**** Provided passage

Robert Gamble wrote:

Douglas A. Gwyn wrote:
Robert Gamble wrote:
... Is the following guaranteed:
double d1 = 0.1;
double d2 = d1;
d1 == d2; /* always true? */
I don't think it's guaranteed, even if the declarations were
volatile-qualified (to prevent register caching). However,
it's hard to imagine code in that case that would fail the test.

First off I'd like to thank you and everyone else who has contributed
to this thread, your patience and insights have been valuable and are
appreciated.
I accept the fact that not-withstanding IEEE-compliance 0.1==0.1 is not
guaranteed and all of the related points that lead to such a
conclusion. What I don't understand though is how the above example
isn't guaranteed, even without the volatile qualifier. In my
understanding the value of 0.1 is stored, either exactly or rounded in
an implementation-defined way, as a double value in d1. How can
additional rounding occur when d2 is then assigned the value of d1? I
really can't think of an allowable scenerio where this could be the
case. I understand that:
d1 = 0.1; d2 = 0.1;
may not result in d1 and d2 having values that compare equal but this
is because there is the potential for rounding to occur twice with the
results being different each time. Similiar to my original example, I
would think that "d2 = d1 = 0.1;" would also result in values for d1
and d2 that must compare equal.

Right.

Not only that, but given the apparent
guarantees of 6.3.1.5, I would think that the following is also always
true:
float f1 = 0.1;
double d1 = f1;
f1 == d1;
The Standard seems pretty clear about this, or am I misinterpreting
something here?

Your analysis is correct. A careful reading of the relevant
sections shows that equality must hold.

Aug 24 '06 #55

Robert Gamble

Jun Woong wrote:

Dik T. Winter wrote:
In article <ln************@nuthaus.mib.orgKeith Thompson <ks***@mib.orgwrites:
"Dik T. Winter" <Di********@cwi.nlwrites:
In article <ln************@nuthaus.mib.orgKeith Thompson
<ks***@mib.orgwrites: ...

********

Stated task a:
Arrange the lines of the saved entries as a JSON list of strings, one string per line and no blank lines, running from the line that contains "One dot per instance of the bridge" through the last line of the saved entries.

**** Data for this exercise

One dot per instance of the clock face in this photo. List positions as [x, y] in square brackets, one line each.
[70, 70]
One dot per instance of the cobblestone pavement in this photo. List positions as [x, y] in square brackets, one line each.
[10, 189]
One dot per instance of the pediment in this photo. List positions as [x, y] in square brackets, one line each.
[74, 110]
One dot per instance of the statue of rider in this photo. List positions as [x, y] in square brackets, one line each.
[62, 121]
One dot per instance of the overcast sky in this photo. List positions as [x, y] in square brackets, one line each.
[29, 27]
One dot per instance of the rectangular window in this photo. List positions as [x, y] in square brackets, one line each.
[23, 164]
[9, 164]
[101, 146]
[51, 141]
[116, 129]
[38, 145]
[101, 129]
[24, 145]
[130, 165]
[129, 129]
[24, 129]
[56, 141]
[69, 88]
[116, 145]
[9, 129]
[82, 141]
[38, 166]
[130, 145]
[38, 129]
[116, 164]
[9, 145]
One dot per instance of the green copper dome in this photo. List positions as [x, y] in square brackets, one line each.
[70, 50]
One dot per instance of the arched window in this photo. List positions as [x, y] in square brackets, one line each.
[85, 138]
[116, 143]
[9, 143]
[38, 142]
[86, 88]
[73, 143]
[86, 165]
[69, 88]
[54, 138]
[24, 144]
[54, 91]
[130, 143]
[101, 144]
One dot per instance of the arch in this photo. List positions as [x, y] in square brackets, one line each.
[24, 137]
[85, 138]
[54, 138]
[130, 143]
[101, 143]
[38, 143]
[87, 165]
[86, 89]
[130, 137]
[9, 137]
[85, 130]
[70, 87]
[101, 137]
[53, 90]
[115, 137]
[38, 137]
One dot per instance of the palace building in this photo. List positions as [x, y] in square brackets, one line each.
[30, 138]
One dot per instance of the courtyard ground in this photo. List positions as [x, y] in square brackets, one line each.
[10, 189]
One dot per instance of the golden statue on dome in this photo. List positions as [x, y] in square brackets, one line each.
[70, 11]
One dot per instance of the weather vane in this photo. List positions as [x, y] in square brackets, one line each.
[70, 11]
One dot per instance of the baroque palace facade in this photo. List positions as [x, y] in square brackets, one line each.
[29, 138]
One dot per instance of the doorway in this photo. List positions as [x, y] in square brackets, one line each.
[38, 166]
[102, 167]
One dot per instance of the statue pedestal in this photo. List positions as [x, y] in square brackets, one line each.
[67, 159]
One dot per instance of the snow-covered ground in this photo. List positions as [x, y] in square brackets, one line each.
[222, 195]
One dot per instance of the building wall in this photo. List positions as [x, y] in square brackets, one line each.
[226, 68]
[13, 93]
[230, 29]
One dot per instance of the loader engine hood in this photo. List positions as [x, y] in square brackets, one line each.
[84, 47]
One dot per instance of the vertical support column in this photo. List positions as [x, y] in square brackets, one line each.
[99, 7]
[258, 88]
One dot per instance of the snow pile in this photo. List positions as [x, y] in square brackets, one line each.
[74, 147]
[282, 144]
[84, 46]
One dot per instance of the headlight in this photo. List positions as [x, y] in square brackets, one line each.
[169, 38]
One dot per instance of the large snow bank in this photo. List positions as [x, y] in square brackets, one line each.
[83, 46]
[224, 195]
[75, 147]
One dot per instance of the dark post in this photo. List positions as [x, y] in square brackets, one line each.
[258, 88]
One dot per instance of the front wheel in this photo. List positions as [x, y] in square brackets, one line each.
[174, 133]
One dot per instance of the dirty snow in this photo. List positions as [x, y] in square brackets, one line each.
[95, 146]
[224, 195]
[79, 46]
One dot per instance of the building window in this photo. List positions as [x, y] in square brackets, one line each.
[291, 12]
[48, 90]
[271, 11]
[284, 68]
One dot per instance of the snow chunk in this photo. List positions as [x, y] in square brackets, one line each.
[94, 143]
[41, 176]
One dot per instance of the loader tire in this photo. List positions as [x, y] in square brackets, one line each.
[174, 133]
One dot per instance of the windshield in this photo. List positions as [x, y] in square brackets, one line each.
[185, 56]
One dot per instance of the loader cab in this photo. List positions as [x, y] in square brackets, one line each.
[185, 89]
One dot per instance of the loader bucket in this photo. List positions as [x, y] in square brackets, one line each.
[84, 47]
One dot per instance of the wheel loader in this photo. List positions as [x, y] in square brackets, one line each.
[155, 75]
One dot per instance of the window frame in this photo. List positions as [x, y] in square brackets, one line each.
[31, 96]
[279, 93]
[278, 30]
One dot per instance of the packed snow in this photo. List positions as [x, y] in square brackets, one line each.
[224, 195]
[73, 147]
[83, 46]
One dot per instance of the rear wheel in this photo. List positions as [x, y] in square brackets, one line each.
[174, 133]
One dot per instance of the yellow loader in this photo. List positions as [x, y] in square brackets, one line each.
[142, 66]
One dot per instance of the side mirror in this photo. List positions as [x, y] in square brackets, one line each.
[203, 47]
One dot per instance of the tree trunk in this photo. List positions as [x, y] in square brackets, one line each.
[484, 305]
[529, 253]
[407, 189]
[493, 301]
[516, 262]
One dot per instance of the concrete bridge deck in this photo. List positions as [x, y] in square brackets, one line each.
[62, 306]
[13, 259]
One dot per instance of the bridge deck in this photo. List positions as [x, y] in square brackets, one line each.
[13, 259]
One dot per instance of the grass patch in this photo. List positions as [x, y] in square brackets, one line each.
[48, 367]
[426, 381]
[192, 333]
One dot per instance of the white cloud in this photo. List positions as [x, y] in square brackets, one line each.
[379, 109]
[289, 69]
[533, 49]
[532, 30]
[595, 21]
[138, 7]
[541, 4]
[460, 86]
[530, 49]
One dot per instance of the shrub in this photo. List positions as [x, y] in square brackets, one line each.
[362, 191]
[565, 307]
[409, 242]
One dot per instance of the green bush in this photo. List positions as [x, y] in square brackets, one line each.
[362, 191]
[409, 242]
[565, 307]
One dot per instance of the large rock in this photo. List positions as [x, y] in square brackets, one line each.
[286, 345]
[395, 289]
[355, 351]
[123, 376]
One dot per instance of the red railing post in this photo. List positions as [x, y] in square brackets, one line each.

********

Stated task b:
Translate this sentence from the floating-point discussion into Spanish: "A careful reading of the relevant sections shows that equality must hold."

Correct result a:
[
  "One dot per instance of the bridge deck in this photo. List positions as [x, y] in square brackets, one line each.",
  "[13, 259]",
  "One dot per instance of the grass patch in this photo. List positions as [x, y] in square brackets, one line each.",
  "[48, 367]",
  "[426, 381]",
  "[192, 333]",
  "One dot per instance of the white cloud in this photo. List positions as [x, y] in square brackets, one line each.",
  "[379, 109]",
  "[289, 69]",
  "[533, 49]",
  "[532, 30]",
  "[595, 21]",
  "[138, 7]",
  "[541, 4]",
  "[460, 86]",
  "[530, 49]",
  "One dot per instance of the shrub in this photo. List positions as [x, y] in square brackets, one line each.",
  "[362, 191]",
  "[565, 307]",
  "[409, 242]",
  "One dot per instance of the green bush in this photo. List positions as [x, y] in square brackets, one line each.",
  "[362, 191]",
  "[409, 242]",
  "[565, 307]",
  "One dot per instance of the large rock in this photo. List positions as [x, y] in square brackets, one line each.",
  "[286, 345]",
  "[395, 289]",
  "[355, 351]",
  "[123, 376]",
  "One dot per instance of the red railing post in this photo. List positions as [x, y] in square brackets, one line each."
]

Correct result b:
Una lectura cuidadosa de las secciones pertinentes muestra que la igualdad debe cumplirse.